Exercise:
Reproduce all of the rows below word for word, leaving the pictures out.

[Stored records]
## Start

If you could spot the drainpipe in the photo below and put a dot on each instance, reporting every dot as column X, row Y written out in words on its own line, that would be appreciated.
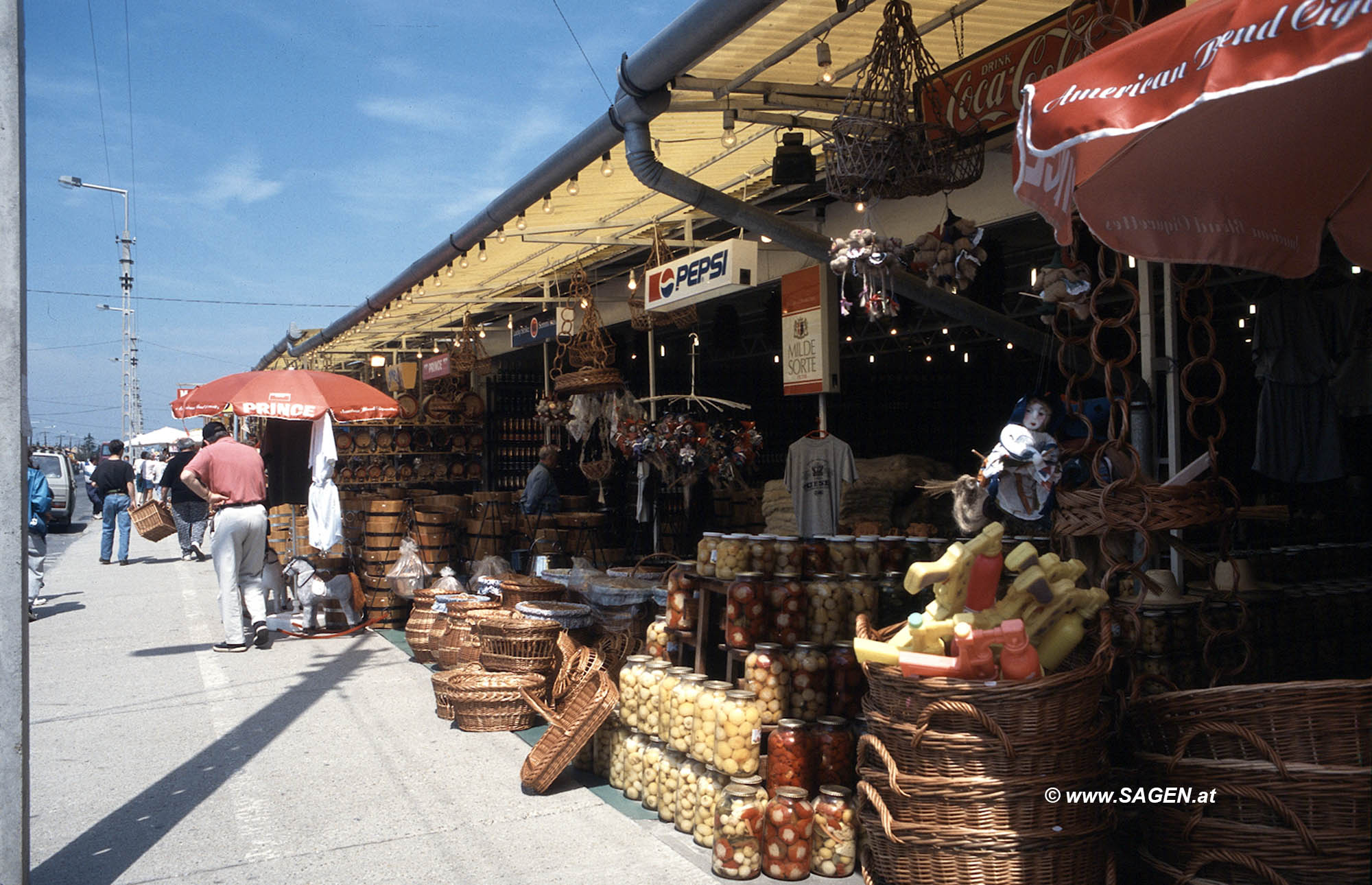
column 639, row 149
column 691, row 38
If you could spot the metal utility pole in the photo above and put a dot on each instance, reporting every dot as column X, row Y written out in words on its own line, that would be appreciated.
column 131, row 399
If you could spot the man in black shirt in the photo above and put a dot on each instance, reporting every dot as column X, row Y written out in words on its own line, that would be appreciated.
column 115, row 484
column 189, row 511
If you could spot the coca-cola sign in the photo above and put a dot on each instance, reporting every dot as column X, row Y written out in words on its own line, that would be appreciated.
column 986, row 88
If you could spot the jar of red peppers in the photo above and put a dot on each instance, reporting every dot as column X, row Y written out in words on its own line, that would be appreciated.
column 835, row 845
column 787, row 609
column 816, row 556
column 790, row 759
column 809, row 683
column 835, row 753
column 681, row 596
column 744, row 611
column 739, row 829
column 787, row 835
column 891, row 550
column 846, row 681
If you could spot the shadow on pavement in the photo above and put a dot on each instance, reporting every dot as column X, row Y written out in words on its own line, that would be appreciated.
column 112, row 846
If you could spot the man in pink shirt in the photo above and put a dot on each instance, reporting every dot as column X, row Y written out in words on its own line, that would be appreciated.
column 231, row 478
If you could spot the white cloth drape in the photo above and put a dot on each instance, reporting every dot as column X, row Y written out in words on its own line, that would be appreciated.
column 326, row 514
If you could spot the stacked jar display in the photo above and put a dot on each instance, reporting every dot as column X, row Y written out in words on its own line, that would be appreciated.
column 744, row 611
column 787, row 610
column 787, row 836
column 768, row 673
column 827, row 609
column 809, row 683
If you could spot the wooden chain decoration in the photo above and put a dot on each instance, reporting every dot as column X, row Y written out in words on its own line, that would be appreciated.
column 592, row 346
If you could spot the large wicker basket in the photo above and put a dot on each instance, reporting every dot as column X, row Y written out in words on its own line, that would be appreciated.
column 518, row 644
column 492, row 702
column 153, row 521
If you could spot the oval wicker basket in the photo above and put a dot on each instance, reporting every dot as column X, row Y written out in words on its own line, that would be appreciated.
column 492, row 702
column 517, row 644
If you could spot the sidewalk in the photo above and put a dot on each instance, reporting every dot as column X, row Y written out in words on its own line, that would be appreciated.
column 316, row 762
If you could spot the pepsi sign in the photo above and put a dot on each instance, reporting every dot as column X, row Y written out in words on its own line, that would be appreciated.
column 720, row 270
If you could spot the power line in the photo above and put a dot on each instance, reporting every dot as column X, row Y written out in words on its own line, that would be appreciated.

## End

Output of the exercise:
If you could spot the drainpipe in the photo below and put a dot on each instance, reporting every dot as column X, row Y written out in words on its own line, that would be appreciated.
column 639, row 149
column 691, row 38
If you could spot the metal utility pole in the photo above and put a dot on each instance, reporting every dot as column X, row Y written out in words on its own line, that would be appreciated.
column 131, row 399
If you could spot the man in black shirt in the photo above and put a dot on each instance, reporting every dot as column X, row Y written out in words on its own line, that would be appreciated.
column 115, row 484
column 189, row 511
If you could spot the coca-cola sign in the photo above and put a dot on each instance, reporting every dot as column X, row Y written out in words on its own line, that would be appreciated.
column 986, row 88
If you could spot the jar of red peppers in the photo above and put a dot on each instance, reporting every dot as column X, row Y written out in words on its own line, that would be appreciated.
column 835, row 845
column 787, row 609
column 816, row 556
column 790, row 759
column 809, row 683
column 835, row 753
column 681, row 596
column 744, row 611
column 739, row 829
column 787, row 835
column 891, row 550
column 846, row 681
If you could spot the shadow on pavement in the photo above and put a dot on each instance, reporting every dot as column X, row Y written out in words on its own line, that would be appreciated.
column 112, row 846
If you could spot the man in pink shirt in the photo above and put a dot on each instance, reporting every dot as column X, row Y written out in words on its own line, that would be appreciated.
column 231, row 478
If you could spot the white cloth drape in the photo above and put a dot on each instance, reporting every dot as column X, row Y written out in words on its own line, that would be appreciated.
column 326, row 514
If you could spot the stacked jar display in the photo above and put a dot on each instance, reporting every dot as column X, row Y written out in words on its own line, that would be appreciated.
column 744, row 611
column 787, row 610
column 787, row 836
column 768, row 673
column 827, row 609
column 809, row 683
If you could spot the wooden chain decoration in the photo above and put a dot on each instance, reporting every dot as column X, row Y written out in words on its own line, that would be appreciated.
column 592, row 346
If you could spot the large wicker basket in the photo above and put a dot on each instance, reporting every dot as column X, row Y written out in words on its own line, that would be appreciated.
column 518, row 644
column 492, row 702
column 153, row 521
If you could spot the oval wicker basket in the photo above and put a dot on each instance, reporting every dot as column X, row Y written out in words on its own line, that would be appreciated.
column 492, row 702
column 517, row 644
If you could spot the sidewalk in the photo above and put a dot on each instance, reporting every dot as column X, row Y written out in words on its own line, that would be appreciated.
column 316, row 762
If you could spot the pepsi sign in the photo above and put a dot on each instance, reporting every dot as column X, row Y written out in words on its own line, that would be appreciated.
column 720, row 270
If you could spot the power line in the photo above and put a dot on each instance, reporting every dot as column X, row Y written out in words on its own line, that would be appreciated.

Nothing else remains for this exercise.